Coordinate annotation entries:
%%

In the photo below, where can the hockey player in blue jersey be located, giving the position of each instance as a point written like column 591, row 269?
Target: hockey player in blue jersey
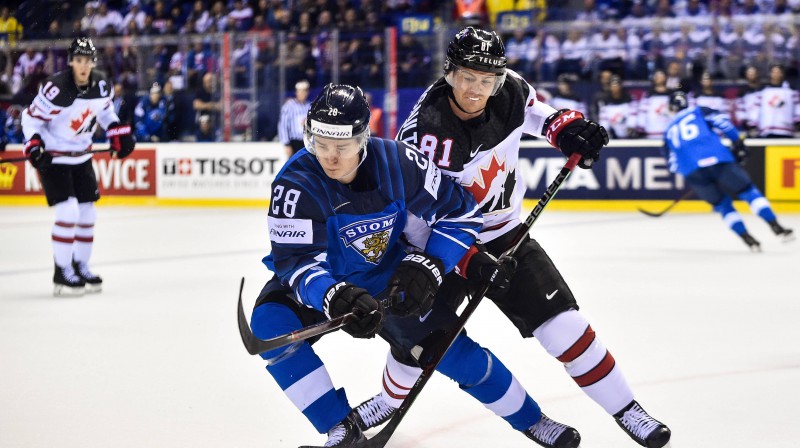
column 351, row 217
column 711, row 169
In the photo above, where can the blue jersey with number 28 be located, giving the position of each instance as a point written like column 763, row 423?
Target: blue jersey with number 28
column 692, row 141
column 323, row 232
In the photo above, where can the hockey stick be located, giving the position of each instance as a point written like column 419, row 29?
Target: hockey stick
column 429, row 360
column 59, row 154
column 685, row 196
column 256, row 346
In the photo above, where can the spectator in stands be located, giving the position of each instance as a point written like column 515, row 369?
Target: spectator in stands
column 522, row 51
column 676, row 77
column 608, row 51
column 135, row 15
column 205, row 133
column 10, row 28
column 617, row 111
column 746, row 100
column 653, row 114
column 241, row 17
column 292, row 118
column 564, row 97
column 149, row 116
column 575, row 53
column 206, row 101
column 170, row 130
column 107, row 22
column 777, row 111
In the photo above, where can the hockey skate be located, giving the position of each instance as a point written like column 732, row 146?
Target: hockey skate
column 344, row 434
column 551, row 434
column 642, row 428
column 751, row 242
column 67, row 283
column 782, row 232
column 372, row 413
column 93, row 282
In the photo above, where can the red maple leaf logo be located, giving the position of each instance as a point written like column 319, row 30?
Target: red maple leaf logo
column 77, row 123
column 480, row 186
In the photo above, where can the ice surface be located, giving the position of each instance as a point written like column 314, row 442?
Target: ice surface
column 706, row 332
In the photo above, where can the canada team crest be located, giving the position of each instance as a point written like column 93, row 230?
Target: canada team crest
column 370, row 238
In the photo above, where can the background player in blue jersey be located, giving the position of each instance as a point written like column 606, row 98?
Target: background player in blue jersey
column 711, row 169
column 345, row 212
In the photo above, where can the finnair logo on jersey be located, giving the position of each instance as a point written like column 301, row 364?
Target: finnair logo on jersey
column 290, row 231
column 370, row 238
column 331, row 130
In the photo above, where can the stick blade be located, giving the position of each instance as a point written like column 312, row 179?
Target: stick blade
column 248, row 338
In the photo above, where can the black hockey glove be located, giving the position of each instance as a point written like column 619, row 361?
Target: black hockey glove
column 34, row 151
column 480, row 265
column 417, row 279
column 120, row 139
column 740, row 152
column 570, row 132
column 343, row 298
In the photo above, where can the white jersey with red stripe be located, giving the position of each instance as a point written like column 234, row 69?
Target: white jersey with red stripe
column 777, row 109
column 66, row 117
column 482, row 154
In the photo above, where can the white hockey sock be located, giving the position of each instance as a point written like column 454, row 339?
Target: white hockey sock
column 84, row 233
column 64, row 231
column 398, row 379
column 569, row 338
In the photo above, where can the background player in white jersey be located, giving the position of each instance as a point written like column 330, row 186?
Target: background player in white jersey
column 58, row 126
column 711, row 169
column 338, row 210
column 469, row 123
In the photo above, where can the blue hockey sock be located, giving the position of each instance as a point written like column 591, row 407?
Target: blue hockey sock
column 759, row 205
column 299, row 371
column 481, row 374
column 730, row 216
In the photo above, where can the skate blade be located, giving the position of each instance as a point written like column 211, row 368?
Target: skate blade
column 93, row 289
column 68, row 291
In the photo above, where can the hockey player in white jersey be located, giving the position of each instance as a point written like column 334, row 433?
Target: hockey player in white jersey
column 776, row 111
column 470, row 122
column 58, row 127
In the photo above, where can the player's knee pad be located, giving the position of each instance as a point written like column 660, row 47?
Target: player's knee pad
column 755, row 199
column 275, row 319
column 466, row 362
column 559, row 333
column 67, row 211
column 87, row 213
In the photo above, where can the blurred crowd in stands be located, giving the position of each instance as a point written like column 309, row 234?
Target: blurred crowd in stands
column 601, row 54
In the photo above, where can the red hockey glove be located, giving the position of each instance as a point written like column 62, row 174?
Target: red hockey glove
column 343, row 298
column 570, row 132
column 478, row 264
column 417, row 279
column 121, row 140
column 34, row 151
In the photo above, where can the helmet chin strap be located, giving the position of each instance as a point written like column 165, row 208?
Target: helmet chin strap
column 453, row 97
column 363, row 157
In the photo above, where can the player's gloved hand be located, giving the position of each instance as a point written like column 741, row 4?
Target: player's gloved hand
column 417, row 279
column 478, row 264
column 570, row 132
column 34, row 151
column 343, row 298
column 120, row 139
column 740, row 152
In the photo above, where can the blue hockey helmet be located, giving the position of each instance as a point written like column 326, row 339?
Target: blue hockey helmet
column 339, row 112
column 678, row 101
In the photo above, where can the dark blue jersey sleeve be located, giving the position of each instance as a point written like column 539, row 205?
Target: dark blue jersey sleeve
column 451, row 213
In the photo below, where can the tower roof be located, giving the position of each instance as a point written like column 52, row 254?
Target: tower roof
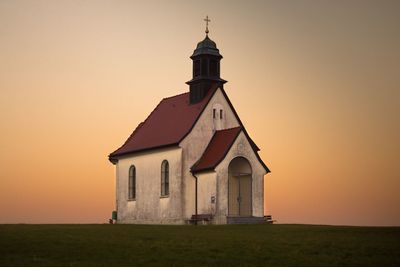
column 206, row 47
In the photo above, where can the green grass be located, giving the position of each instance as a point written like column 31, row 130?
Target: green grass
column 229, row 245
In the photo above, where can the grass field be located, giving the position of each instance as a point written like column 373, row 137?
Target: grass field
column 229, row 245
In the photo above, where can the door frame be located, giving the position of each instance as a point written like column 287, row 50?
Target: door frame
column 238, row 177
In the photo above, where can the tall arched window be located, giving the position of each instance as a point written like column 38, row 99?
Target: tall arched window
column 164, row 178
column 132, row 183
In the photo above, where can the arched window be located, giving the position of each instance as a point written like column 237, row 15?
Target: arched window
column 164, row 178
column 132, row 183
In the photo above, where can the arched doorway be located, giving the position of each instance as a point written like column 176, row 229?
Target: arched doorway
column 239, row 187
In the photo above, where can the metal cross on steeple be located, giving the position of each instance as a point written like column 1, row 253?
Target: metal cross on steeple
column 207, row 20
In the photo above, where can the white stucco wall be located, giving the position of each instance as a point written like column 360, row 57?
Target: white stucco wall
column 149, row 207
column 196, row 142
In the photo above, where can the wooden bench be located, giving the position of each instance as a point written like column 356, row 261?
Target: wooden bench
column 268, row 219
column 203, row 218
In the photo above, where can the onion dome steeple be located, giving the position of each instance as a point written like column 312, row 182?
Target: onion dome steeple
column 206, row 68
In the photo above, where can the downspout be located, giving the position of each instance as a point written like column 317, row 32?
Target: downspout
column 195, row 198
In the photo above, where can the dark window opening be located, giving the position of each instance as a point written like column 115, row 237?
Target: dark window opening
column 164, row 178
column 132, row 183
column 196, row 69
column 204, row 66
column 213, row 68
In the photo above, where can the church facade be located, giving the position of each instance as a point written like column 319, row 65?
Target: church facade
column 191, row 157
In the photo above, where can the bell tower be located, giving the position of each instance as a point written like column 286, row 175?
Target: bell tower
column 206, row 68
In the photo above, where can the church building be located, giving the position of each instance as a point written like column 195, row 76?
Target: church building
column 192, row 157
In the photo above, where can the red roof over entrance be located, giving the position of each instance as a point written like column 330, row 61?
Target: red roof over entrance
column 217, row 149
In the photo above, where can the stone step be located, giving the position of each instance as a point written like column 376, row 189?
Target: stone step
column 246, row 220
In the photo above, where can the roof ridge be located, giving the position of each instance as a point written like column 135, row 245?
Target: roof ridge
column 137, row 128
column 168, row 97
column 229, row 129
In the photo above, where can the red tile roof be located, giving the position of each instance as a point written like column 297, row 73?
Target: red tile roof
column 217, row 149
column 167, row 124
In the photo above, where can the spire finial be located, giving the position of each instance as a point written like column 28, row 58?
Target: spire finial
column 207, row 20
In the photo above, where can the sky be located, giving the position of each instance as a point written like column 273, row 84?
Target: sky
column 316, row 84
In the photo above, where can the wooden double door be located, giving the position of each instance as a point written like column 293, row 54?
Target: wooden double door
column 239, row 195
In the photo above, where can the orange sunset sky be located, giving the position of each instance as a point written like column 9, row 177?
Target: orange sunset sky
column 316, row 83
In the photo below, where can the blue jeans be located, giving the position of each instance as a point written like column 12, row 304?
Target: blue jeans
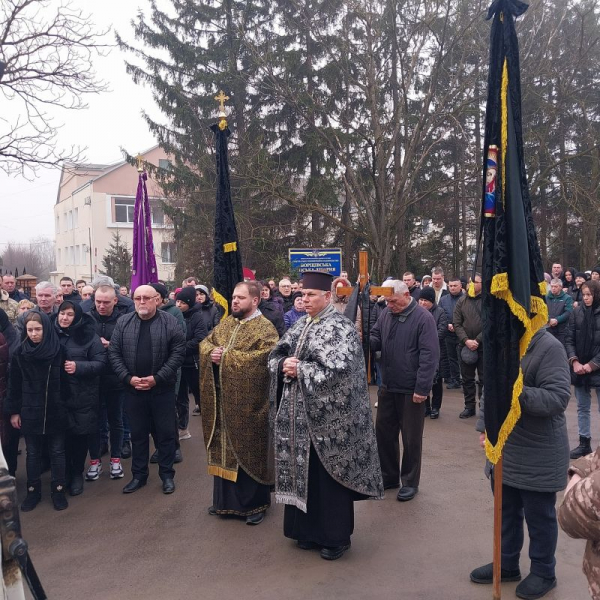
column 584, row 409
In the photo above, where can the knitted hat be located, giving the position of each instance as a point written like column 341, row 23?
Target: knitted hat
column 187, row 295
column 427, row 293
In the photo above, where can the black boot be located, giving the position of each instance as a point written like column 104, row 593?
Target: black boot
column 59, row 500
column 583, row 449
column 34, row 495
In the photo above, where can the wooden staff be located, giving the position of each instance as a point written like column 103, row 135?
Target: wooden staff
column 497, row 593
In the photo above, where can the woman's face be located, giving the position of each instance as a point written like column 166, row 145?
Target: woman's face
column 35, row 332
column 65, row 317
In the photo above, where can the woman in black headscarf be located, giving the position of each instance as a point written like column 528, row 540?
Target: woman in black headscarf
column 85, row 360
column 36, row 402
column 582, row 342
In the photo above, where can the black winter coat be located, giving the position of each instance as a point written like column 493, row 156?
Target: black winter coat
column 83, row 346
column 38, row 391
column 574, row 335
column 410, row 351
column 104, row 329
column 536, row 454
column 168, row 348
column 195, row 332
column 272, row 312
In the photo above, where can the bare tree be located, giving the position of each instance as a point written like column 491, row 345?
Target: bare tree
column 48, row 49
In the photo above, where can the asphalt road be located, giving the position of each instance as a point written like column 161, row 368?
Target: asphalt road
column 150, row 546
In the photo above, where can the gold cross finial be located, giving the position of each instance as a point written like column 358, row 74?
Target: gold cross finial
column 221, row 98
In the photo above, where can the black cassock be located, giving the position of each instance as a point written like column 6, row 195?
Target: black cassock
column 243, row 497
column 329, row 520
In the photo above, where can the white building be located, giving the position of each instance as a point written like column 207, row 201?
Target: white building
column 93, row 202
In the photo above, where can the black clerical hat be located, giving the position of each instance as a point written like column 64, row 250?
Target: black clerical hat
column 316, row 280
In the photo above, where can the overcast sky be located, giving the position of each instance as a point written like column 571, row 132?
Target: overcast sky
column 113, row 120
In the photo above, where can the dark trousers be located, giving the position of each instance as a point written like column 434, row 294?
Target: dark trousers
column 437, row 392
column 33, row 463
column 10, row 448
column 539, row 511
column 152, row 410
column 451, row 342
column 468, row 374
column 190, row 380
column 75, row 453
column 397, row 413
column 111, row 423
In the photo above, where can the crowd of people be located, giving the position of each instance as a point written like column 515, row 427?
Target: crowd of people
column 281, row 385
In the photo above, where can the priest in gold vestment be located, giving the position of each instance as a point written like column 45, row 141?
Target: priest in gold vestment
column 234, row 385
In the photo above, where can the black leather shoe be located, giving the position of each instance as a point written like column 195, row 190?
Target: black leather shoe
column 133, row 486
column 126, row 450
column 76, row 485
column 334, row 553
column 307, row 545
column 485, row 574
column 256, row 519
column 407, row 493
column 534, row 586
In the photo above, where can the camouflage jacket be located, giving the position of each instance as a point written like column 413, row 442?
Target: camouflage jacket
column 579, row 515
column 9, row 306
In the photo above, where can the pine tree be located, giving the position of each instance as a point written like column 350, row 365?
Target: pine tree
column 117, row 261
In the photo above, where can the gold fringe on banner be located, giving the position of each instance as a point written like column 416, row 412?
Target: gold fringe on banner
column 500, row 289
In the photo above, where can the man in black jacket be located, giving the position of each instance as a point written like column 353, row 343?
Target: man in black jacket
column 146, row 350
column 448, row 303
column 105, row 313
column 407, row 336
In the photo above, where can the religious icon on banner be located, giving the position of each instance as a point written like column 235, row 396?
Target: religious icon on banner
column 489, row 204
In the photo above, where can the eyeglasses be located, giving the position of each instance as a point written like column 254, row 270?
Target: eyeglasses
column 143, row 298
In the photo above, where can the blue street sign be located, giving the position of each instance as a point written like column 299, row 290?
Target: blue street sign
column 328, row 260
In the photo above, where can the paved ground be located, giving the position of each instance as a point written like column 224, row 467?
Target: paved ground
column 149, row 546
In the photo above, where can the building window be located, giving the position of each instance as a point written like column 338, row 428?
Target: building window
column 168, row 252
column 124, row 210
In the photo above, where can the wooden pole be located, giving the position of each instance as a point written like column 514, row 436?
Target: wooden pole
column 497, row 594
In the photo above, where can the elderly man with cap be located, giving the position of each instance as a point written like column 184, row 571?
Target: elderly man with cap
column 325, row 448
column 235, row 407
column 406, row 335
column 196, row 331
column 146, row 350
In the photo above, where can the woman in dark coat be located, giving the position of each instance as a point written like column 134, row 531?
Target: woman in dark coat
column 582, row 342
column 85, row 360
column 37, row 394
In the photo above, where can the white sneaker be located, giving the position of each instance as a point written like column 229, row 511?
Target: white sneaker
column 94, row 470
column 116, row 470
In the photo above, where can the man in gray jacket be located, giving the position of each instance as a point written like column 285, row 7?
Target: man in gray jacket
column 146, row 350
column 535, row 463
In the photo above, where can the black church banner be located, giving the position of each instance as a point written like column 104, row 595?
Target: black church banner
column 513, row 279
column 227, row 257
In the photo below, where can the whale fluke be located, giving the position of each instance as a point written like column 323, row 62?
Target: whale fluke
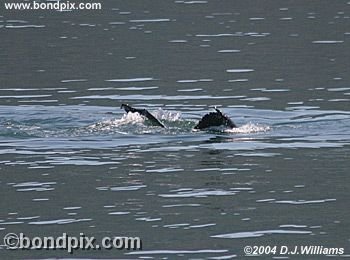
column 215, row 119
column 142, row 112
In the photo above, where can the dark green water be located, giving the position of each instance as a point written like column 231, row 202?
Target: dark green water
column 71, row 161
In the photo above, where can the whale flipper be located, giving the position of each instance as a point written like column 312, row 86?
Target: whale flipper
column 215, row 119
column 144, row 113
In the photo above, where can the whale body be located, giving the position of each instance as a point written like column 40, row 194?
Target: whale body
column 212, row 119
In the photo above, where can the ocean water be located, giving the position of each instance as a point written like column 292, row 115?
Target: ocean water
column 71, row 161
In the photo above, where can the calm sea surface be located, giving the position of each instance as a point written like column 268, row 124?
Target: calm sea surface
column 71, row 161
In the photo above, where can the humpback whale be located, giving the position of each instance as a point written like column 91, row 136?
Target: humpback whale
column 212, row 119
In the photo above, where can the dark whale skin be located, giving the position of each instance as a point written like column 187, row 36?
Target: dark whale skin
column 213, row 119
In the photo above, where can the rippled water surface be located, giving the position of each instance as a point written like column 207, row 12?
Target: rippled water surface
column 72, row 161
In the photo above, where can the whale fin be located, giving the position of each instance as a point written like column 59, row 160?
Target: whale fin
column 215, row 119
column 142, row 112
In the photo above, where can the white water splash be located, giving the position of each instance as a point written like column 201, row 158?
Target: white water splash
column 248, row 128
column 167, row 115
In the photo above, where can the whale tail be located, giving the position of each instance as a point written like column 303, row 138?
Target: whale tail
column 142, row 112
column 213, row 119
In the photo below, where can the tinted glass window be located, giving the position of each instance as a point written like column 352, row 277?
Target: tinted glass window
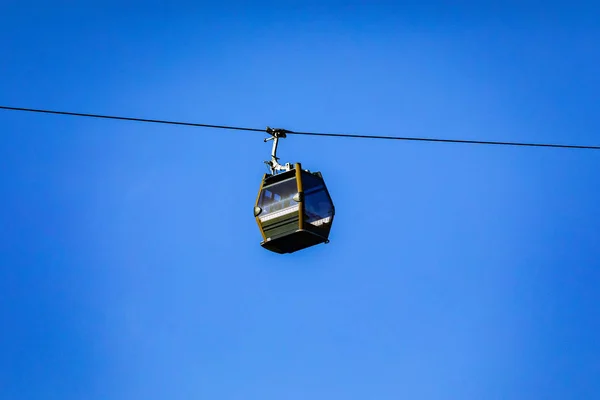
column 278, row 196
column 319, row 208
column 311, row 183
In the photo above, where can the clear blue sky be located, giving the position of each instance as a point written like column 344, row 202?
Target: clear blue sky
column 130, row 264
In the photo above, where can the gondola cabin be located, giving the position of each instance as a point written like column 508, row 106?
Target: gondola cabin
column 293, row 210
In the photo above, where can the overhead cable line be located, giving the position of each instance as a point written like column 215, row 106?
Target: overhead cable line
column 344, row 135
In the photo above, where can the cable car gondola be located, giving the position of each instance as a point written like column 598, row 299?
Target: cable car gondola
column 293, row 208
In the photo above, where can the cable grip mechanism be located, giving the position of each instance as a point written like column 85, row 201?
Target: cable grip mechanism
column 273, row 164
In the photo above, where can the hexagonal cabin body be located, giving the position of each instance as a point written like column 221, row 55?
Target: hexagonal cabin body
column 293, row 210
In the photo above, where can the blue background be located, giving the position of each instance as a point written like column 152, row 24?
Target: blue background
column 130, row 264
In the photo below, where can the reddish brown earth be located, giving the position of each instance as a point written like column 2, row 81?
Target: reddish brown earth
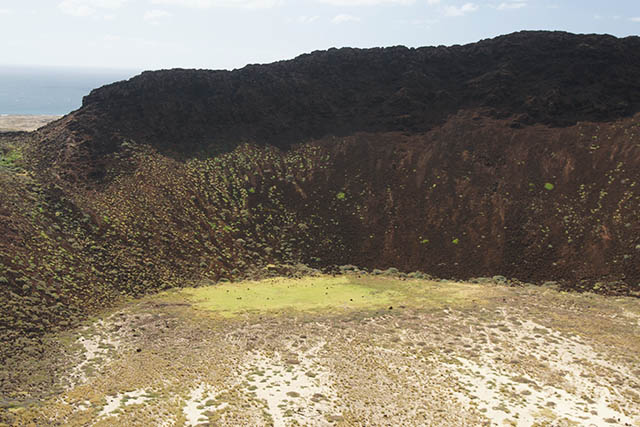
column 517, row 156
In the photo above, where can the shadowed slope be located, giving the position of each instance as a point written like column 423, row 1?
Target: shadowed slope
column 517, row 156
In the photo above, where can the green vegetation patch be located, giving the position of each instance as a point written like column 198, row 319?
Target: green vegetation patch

%%

Arrange the lines of the entries above as a numbered list with blank lines left out, beginning at the line that contains "In the photo above, where can the gold cross" and stopping after the line that contains "column 234, row 385". Include only those lines.

1. In the photo above, where can the gold cross finial be located, giving the position of each instance as a point written like column 358, row 74?
2. Target: gold cross finial
3. column 221, row 98
4. In the photo above, where can the black cassock be located, giving the position of each instance as a point written like column 6, row 195?
5. Target: black cassock
6. column 243, row 497
7. column 329, row 520
8. In the photo above, where can the white building be located, giving the position of each instance as a point written like column 207, row 201?
9. Target: white building
10. column 93, row 202
11. In the photo above, where can the black clerical hat be located, giving the position of each instance as a point written like column 64, row 250?
12. Target: black clerical hat
13. column 316, row 280
14. In the photo above, where can the overcast sky be located, giving the position of each instance as a point written like column 571, row 132?
15. Target: overcast sky
16. column 113, row 120
17. In the photo above, where can the dark trousers be located, giving the position of each instance as a point written like column 434, row 294?
18. Target: dark trousers
19. column 437, row 392
20. column 33, row 463
21. column 10, row 448
22. column 539, row 511
23. column 152, row 410
24. column 451, row 342
25. column 468, row 374
26. column 190, row 380
27. column 75, row 453
28. column 397, row 413
29. column 111, row 423
30. In the photo above, where can the crowd of people be located, giving the position of each instance as a point written like column 515, row 427?
31. Target: crowd of people
32. column 281, row 385
33. In the photo above, where can the priest in gold vestment be located, giving the position of each instance as a point written like column 45, row 141?
34. Target: priest in gold vestment
35. column 234, row 385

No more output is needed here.